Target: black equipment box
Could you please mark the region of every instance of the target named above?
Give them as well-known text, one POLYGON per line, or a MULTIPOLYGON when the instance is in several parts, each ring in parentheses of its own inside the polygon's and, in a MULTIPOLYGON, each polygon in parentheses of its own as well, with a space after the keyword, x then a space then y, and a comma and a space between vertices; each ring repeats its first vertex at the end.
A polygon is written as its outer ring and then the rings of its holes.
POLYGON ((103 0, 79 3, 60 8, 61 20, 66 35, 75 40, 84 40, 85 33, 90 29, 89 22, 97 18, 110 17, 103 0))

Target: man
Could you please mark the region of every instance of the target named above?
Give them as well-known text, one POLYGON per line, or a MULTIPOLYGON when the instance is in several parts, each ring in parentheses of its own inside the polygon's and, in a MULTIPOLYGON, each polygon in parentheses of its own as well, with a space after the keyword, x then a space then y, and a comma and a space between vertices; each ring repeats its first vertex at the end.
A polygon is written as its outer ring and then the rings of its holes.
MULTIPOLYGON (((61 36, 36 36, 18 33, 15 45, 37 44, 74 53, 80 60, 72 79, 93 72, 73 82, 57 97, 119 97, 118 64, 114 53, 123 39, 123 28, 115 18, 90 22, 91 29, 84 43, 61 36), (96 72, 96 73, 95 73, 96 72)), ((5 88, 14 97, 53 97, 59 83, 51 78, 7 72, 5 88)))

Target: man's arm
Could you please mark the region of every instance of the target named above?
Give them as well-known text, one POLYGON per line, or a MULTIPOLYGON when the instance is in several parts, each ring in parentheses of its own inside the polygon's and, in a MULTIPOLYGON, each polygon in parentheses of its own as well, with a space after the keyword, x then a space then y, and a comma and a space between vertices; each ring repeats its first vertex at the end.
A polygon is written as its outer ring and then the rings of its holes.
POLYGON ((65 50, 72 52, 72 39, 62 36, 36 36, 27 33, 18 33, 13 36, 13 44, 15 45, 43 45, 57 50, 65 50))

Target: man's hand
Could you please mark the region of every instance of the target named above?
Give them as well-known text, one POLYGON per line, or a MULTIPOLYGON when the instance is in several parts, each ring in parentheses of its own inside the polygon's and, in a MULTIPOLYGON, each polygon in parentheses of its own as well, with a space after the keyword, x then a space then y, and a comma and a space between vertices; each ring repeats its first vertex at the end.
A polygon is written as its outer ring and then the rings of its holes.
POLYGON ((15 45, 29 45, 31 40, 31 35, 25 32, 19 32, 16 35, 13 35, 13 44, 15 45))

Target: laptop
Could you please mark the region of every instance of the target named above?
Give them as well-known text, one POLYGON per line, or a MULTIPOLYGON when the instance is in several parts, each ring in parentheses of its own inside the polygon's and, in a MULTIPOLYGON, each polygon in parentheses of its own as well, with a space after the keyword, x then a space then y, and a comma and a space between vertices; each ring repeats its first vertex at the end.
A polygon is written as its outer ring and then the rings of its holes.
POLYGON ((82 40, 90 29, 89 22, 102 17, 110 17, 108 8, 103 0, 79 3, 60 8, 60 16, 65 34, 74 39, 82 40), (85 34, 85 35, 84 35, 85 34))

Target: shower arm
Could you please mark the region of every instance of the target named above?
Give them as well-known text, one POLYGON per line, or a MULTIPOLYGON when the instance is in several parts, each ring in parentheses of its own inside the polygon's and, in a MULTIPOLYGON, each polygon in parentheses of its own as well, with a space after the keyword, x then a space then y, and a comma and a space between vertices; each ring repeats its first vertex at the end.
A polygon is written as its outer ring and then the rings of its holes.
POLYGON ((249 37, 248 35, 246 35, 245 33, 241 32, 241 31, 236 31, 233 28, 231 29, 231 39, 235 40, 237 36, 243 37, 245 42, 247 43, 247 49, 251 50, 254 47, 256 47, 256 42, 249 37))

TRY IT
Every record in the material above should be set down exactly.

ANSWER TO THIS EXERCISE
Target: black equipment box
Could you please mark the region of every instance of the target named above?
Give them as well-known text, one POLYGON per line, or a MULTIPOLYGON when the instance is in several parts, each ring in parentheses of its own inside the polygon's and, in a MULTIPOLYGON, each polygon in parentheses of its own as well, with a space after the keyword, x then a space then y, and a comma and a space between vertices; each ring repeats its first vertex at the end.
A polygon is written as its outer ring and then the rings of its holes.
POLYGON ((103 0, 79 3, 60 8, 61 20, 66 35, 75 40, 84 40, 85 33, 90 29, 89 22, 97 18, 110 17, 103 0))

Target: man
Could you please mark the region of every instance of the target named above?
Give them as well-known text, one POLYGON per line, or a MULTIPOLYGON when the instance is in several parts, each ring in parentheses of its own inside the polygon's and, in a MULTIPOLYGON, each polygon in parentheses of its own as well, with a space after the keyword, x then a space then y, and a comma and a space between vertices; each ring repeats its first vertex at the end.
A polygon is written as its outer ring and then the rings of its holes.
MULTIPOLYGON (((61 36, 36 36, 18 33, 15 45, 37 44, 74 53, 80 60, 72 79, 93 72, 73 82, 57 97, 119 97, 118 64, 114 53, 123 39, 123 28, 115 18, 90 22, 91 29, 84 43, 61 36), (96 72, 96 73, 95 73, 96 72)), ((5 88, 14 97, 53 97, 59 83, 51 78, 7 72, 5 88)))

Target: man's arm
Could you please mark the region of every instance of the target named above?
Give them as well-known text, one POLYGON per line, or a MULTIPOLYGON when the instance is in several parts, each ring in parentheses of its own inside the polygon's and, in a MULTIPOLYGON, each polygon in parentheses of its own as well, with a space after the keyword, x then a space then y, and a comma and a space between vertices; each ring repeats its first vertex at the end.
A polygon is written as its outer ring and then the rings of its holes.
POLYGON ((65 50, 72 52, 72 39, 62 36, 36 36, 27 33, 18 33, 13 36, 13 44, 15 45, 43 45, 57 50, 65 50))

Target: man's hand
Could you please mark the region of every instance of the target named above?
Give them as well-known text, one POLYGON per line, or a MULTIPOLYGON when the instance is in several parts, each ring in parentheses of its own inside the polygon's and, in a MULTIPOLYGON, each polygon in parentheses of its own as well, with a space after the keyword, x then a space then y, and a comma and a space between vertices; each ring repeats its first vertex at the end.
A polygon is written as its outer ring and then the rings of its holes.
POLYGON ((15 45, 29 45, 31 40, 31 35, 25 32, 19 32, 16 35, 13 35, 13 44, 15 45))

Target: laptop
Could you please mark the region of every instance of the target named above?
Give them as well-known text, one POLYGON per line, or a MULTIPOLYGON when the instance is in several parts, each ring in parentheses of its own inside the polygon's and, in a MULTIPOLYGON, each polygon in parentheses of its own as well, with a space after the keyword, x then a space then y, and a comma and a space between vertices; each ring repeats its first vertex at the end.
A polygon is written as its outer ring and then the rings of its holes.
POLYGON ((82 40, 90 29, 89 22, 102 17, 110 17, 108 8, 103 0, 79 3, 60 8, 60 16, 65 34, 74 39, 82 40), (85 34, 85 35, 84 35, 85 34))

Target: shower arm
Could you please mark the region of every instance of the target named above?
Give them as well-known text, one POLYGON per line, or a MULTIPOLYGON when the instance is in several parts, each ring in parentheses of its own inside the polygon's and, in a MULTIPOLYGON, each polygon in parentheses of its own as well, with a space after the keyword, x then a space then y, and a comma and a space between vertices; each ring repeats its first vertex at the end.
A polygon is written as its outer ring and then the rings of its holes.
POLYGON ((249 37, 248 35, 246 35, 245 33, 241 32, 241 31, 236 31, 233 28, 231 29, 231 39, 235 40, 237 36, 243 37, 245 42, 247 43, 247 49, 251 50, 254 47, 256 47, 256 42, 249 37))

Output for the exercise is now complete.